▶ **Provided text**:
=====
Whatcha Wearin'? (; lit. My P.S. Partner) is a 2012 South Korean romantic comedy film, starring Ji Sung and Kim Ah-joong. It is about a woman who in an attempt to spice up her five-year relationship, tries to have phone sex with her boyfriend but accidentally gets another man on the line instead.

The film was released in theaters on December 6, 2012.

Plot
Instead of calling her boyfriend, Yoon-jung accidentally calls a total stranger, Hyun-seung, a man who is having trouble getting over his ex-girlfriend. She ends up having phone sex with him and later, they become comfortable with each other and start talking about their respective relationship problems. They eventually decide to meet and a more intimate friendship develops, which leads to both falling for each other.
=====
▶ **Your tasks**:
(1) According to the film text, when was Whatcha Wearin'? released in theaters?
(2) Transcribe the film text from "Whatcha Wearin'? (;" to "the line instead.", word for word.
The data after this point is separate material and has no connection to the film text.
=====
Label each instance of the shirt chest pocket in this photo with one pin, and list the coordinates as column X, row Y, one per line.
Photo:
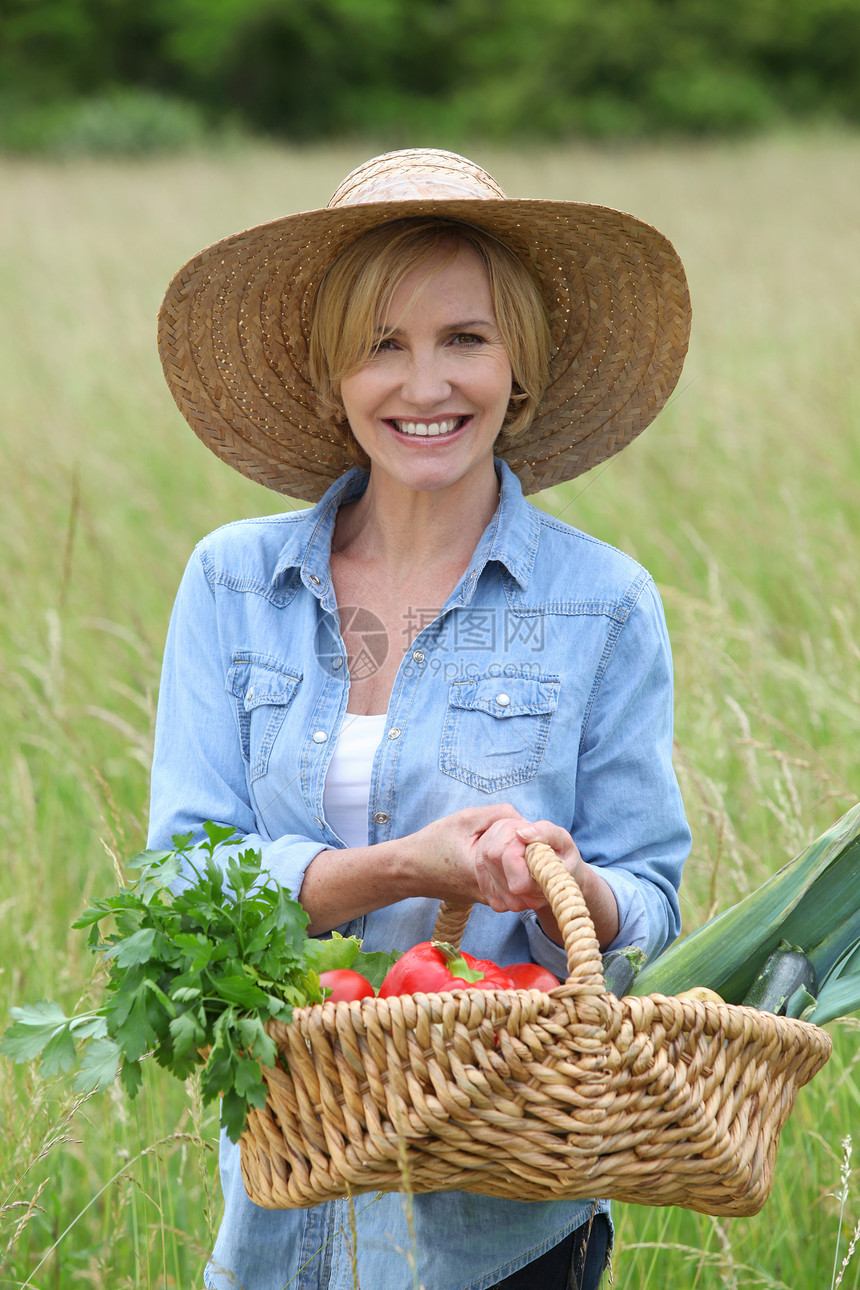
column 263, row 690
column 497, row 729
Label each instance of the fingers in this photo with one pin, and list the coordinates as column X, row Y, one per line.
column 503, row 875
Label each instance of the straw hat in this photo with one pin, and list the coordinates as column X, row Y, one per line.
column 235, row 323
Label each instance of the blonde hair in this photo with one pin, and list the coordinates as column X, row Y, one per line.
column 357, row 289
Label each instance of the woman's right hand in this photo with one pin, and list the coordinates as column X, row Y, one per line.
column 448, row 858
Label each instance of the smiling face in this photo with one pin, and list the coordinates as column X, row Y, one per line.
column 428, row 404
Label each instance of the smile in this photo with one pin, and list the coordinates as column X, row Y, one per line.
column 433, row 427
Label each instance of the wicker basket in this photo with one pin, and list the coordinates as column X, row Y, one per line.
column 530, row 1095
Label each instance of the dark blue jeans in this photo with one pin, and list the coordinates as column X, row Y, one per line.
column 575, row 1263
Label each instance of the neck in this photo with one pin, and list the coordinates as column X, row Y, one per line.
column 402, row 530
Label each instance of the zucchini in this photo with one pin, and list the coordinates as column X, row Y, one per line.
column 620, row 968
column 785, row 973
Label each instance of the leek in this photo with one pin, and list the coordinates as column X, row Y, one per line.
column 812, row 902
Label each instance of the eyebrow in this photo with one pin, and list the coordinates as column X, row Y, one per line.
column 469, row 325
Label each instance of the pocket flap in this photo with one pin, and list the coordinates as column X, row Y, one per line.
column 506, row 695
column 257, row 680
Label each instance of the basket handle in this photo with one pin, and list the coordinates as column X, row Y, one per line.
column 584, row 965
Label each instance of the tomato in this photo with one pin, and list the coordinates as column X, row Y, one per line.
column 343, row 984
column 531, row 977
column 433, row 966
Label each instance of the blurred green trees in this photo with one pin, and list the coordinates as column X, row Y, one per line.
column 499, row 69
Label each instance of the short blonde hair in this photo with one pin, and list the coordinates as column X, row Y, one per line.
column 357, row 289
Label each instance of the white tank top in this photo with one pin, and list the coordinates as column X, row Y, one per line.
column 347, row 782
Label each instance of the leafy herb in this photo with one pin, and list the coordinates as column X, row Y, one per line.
column 200, row 957
column 337, row 951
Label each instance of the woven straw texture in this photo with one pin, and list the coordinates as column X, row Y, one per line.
column 531, row 1095
column 235, row 323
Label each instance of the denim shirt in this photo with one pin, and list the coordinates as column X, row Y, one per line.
column 544, row 681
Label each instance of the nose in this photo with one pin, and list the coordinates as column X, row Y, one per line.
column 426, row 381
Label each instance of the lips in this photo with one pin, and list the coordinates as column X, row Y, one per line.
column 432, row 428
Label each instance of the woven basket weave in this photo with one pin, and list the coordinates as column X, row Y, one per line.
column 530, row 1095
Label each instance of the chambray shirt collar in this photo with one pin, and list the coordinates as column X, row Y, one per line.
column 511, row 537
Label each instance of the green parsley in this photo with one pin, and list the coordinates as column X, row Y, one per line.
column 200, row 956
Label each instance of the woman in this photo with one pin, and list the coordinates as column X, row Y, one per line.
column 393, row 692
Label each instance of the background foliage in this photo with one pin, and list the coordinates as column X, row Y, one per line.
column 119, row 75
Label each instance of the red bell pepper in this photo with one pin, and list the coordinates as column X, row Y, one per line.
column 435, row 966
column 531, row 977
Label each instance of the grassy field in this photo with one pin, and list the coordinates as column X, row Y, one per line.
column 742, row 499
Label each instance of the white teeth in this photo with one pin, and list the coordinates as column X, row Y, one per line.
column 435, row 427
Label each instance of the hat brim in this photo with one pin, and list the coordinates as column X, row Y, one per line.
column 235, row 323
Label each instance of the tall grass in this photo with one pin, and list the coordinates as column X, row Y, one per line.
column 742, row 499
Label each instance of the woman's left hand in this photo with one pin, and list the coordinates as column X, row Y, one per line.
column 507, row 883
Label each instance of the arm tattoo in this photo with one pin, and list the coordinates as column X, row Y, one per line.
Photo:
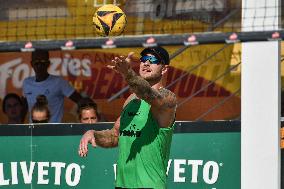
column 171, row 101
column 106, row 138
column 141, row 87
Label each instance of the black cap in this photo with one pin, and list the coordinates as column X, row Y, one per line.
column 159, row 52
column 40, row 54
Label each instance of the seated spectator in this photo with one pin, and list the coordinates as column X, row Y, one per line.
column 40, row 112
column 87, row 111
column 55, row 88
column 15, row 108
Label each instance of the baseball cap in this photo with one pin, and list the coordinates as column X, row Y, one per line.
column 40, row 54
column 160, row 53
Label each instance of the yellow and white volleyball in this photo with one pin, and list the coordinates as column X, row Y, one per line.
column 109, row 20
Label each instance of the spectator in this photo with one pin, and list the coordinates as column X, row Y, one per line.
column 55, row 88
column 15, row 108
column 40, row 112
column 87, row 111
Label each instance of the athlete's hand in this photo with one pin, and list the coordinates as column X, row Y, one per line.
column 121, row 64
column 87, row 138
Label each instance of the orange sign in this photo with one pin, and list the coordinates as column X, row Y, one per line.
column 87, row 72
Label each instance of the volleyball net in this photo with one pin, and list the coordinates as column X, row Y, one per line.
column 49, row 24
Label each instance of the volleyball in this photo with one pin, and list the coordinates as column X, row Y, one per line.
column 109, row 20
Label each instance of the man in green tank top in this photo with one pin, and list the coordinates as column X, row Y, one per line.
column 144, row 130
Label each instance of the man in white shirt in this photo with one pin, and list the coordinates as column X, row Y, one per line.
column 55, row 88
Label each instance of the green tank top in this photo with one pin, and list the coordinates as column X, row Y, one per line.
column 144, row 148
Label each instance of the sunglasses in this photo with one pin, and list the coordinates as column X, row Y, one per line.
column 40, row 62
column 40, row 121
column 151, row 59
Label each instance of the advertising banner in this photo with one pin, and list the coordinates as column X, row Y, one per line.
column 49, row 159
column 86, row 70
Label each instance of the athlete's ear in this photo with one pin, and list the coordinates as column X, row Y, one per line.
column 165, row 69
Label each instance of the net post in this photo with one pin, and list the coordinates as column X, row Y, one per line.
column 260, row 96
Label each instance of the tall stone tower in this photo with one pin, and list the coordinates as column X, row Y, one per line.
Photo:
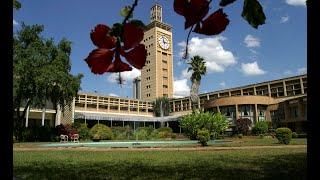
column 157, row 74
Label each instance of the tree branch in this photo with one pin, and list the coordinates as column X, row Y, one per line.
column 186, row 54
column 130, row 12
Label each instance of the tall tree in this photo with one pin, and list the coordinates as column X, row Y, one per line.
column 41, row 73
column 199, row 69
column 16, row 4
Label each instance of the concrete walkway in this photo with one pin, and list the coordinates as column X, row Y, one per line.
column 159, row 148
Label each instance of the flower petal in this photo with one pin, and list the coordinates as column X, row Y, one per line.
column 100, row 37
column 137, row 56
column 196, row 10
column 132, row 35
column 99, row 60
column 180, row 6
column 214, row 24
column 118, row 65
=====
▶ **Solutions**:
(1) December 6, 2012.

(2)
Whatcha Wearin'? (; lit. My P.S. Partner) is a 2012 South Korean romantic comedy film, starring Ji Sung and Kim Ah-joong. It is about a woman who in an attempt to spice up her five-year relationship, tries to have phone sex with her boyfriend but accidentally gets another man on the line instead.